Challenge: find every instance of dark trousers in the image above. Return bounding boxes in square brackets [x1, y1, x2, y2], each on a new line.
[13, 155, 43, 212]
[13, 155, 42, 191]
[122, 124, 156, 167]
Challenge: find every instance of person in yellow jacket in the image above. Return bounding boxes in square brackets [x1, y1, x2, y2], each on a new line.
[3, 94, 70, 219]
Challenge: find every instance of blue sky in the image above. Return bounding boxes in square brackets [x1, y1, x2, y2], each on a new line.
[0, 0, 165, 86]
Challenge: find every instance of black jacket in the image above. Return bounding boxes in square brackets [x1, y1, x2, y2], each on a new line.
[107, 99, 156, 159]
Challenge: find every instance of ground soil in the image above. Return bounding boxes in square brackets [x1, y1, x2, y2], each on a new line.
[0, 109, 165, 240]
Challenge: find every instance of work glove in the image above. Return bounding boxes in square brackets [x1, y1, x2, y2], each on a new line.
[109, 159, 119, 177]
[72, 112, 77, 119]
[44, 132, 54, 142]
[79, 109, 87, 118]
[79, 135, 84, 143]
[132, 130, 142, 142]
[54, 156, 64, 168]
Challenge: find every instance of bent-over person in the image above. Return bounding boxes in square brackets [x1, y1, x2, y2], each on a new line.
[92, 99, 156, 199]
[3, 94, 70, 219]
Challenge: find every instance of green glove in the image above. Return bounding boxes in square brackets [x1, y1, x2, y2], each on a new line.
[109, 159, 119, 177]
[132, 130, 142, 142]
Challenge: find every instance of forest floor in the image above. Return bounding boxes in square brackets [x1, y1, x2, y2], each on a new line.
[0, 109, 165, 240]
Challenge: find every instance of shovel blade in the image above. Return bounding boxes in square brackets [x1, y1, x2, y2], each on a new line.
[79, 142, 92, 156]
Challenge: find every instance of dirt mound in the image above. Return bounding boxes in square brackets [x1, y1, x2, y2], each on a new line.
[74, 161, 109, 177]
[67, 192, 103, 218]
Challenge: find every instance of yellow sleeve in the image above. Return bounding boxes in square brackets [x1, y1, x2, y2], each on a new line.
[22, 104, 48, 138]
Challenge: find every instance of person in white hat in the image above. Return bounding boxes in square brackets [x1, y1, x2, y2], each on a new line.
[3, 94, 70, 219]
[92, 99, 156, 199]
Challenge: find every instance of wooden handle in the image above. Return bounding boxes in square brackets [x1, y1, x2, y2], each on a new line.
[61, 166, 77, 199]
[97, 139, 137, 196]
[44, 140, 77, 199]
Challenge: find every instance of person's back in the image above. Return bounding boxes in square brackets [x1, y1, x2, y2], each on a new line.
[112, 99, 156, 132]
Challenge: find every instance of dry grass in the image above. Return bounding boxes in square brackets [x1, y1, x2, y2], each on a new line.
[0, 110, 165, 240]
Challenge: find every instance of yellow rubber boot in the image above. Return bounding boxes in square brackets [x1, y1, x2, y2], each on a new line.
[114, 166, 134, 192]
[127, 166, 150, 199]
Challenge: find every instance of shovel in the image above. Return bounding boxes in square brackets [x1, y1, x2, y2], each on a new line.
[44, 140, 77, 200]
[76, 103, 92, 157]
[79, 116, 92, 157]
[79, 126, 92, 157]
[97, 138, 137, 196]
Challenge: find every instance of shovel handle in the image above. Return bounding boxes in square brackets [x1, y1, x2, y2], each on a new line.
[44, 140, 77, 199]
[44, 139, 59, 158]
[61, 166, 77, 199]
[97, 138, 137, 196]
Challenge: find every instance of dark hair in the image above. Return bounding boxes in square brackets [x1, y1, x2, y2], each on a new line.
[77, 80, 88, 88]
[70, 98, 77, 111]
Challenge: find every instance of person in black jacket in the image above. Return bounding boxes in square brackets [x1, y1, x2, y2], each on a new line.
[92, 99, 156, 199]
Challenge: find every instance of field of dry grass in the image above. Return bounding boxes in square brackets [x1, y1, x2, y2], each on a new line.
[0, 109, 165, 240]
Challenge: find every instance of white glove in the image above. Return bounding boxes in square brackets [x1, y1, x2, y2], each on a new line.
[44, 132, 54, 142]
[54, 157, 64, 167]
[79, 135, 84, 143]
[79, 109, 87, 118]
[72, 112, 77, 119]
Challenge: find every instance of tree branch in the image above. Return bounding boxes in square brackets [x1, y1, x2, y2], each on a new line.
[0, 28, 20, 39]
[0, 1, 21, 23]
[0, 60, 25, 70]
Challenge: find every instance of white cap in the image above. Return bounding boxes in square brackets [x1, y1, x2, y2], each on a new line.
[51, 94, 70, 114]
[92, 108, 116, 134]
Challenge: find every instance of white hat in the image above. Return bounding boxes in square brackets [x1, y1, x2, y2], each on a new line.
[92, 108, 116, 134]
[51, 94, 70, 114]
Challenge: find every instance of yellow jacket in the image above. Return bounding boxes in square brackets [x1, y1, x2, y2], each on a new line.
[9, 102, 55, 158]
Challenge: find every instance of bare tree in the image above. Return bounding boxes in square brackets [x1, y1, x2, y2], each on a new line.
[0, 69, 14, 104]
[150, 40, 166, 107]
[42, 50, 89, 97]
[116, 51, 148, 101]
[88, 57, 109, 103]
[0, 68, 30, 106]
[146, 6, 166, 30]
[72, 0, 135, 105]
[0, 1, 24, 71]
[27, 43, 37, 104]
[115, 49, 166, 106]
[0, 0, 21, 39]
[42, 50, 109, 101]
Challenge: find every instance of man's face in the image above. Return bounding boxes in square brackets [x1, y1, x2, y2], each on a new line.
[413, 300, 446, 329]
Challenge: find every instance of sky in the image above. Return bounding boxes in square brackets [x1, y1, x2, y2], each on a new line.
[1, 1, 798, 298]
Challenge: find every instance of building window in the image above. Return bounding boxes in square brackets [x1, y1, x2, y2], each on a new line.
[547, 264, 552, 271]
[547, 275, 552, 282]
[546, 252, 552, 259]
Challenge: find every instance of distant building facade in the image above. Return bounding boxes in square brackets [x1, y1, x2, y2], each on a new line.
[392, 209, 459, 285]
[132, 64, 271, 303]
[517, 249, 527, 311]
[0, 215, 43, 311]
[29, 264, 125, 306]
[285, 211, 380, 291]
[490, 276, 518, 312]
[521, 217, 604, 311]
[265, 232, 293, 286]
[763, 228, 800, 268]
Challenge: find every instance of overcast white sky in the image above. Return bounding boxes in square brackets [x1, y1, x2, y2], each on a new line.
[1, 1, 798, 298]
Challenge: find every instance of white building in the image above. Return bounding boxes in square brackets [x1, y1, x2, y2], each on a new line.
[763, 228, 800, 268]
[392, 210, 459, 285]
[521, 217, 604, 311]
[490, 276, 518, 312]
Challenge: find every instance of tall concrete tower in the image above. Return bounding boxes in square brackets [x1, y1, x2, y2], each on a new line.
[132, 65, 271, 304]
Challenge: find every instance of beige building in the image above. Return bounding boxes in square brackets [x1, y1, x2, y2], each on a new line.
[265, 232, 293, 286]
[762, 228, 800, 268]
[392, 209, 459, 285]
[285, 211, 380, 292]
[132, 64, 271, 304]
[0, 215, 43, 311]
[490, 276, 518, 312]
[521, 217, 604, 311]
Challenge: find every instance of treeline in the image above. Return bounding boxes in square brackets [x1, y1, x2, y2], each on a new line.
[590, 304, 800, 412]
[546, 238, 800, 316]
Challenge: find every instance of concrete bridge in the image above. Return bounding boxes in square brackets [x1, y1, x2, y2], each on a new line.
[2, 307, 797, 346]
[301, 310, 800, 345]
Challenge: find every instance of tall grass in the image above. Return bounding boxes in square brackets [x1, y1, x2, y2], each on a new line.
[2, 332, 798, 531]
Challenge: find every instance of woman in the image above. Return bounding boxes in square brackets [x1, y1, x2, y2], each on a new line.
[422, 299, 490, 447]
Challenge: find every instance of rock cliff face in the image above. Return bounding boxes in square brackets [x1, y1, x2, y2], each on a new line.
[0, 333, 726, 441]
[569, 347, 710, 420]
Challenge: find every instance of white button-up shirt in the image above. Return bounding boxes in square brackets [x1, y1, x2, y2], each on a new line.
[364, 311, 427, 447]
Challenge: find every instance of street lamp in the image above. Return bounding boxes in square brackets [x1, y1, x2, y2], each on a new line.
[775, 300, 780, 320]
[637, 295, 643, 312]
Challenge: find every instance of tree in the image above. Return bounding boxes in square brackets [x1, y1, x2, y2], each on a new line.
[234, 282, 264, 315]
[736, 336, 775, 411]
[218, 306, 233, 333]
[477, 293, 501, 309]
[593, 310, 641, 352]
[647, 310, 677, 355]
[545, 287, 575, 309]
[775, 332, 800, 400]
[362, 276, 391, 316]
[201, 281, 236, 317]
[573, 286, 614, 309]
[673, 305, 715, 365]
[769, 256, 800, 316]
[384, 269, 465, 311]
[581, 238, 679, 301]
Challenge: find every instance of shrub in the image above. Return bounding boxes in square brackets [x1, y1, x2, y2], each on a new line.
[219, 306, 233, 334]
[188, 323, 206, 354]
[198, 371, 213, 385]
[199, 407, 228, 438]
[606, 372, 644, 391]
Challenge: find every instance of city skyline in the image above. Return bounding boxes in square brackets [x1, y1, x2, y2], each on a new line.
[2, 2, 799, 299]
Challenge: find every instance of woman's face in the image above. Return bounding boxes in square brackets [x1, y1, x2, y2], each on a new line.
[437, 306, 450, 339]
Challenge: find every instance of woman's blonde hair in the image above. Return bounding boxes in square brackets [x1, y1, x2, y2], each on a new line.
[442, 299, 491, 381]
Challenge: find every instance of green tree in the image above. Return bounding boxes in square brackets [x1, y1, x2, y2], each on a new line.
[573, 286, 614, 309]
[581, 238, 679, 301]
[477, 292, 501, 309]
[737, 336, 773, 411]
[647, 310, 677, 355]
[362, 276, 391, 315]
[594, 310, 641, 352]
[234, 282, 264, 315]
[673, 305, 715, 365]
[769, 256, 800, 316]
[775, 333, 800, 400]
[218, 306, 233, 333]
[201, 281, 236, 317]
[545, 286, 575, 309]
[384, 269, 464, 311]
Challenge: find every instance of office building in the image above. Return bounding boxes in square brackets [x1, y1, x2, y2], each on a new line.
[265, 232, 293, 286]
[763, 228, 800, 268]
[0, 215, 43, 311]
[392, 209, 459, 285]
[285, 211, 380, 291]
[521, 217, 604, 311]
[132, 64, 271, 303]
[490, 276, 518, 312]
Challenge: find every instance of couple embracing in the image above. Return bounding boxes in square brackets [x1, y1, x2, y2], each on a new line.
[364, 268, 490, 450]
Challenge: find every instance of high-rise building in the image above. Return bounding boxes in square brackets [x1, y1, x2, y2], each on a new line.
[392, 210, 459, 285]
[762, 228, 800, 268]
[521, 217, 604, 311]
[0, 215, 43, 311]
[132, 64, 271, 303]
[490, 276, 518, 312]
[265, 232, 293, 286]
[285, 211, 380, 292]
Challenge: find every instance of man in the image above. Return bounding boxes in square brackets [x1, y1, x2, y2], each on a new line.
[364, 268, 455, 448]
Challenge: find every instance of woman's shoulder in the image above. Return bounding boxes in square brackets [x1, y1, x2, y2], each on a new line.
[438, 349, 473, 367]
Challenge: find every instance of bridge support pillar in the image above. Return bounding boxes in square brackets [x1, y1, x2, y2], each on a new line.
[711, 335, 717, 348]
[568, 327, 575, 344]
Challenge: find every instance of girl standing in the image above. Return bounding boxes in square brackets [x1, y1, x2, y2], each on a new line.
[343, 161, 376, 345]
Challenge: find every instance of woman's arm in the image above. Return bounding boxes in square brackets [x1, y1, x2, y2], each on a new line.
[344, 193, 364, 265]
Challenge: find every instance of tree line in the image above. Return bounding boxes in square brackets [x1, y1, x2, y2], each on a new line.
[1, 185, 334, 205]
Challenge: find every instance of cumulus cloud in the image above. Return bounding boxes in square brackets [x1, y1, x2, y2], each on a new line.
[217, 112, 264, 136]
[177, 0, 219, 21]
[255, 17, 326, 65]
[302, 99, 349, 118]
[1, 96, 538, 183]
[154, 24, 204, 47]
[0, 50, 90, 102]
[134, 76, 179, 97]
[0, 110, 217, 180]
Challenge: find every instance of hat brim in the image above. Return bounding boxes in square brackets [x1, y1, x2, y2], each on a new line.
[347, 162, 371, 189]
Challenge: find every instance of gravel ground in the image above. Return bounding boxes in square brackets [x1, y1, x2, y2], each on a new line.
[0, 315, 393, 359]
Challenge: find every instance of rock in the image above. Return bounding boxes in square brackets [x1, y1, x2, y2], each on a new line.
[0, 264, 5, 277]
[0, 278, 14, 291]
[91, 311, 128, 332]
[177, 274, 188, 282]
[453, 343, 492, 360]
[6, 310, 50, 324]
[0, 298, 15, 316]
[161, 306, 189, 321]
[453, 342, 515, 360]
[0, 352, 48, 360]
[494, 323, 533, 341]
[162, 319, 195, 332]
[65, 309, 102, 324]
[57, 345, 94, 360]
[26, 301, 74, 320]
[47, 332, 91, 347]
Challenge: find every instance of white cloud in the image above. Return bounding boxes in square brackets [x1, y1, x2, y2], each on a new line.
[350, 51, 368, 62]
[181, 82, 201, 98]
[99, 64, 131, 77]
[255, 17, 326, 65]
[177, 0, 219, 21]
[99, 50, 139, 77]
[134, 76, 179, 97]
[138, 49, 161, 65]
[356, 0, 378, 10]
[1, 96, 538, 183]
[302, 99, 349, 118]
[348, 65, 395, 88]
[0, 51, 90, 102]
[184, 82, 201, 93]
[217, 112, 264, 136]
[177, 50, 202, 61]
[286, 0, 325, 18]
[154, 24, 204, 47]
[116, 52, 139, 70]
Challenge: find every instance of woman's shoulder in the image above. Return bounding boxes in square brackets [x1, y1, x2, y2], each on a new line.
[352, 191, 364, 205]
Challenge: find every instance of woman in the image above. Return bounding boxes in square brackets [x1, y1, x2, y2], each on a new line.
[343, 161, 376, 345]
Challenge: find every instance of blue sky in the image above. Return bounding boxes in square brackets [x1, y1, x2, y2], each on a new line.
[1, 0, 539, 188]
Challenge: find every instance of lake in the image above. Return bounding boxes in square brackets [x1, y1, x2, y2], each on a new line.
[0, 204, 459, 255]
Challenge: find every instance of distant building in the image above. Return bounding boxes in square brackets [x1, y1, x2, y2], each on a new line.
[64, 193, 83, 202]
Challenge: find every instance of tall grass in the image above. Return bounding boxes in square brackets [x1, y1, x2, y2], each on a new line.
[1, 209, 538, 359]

______________________________

TASK DETAILS
From the line that holds "Challenge: find every instance of distant building in" down to the last line of the material, copy every line exactly and add nothing.

TASK RESULT
Challenge: find every instance of distant building in the image above. Return bounding boxes in square brackets [x1, y1, x2, y2], each on a new line.
[64, 193, 83, 202]
Challenge: find every instance of tall grass in the image above. Return bounding boxes in square brackets [x1, y1, x2, y2], each on a new line.
[1, 209, 538, 359]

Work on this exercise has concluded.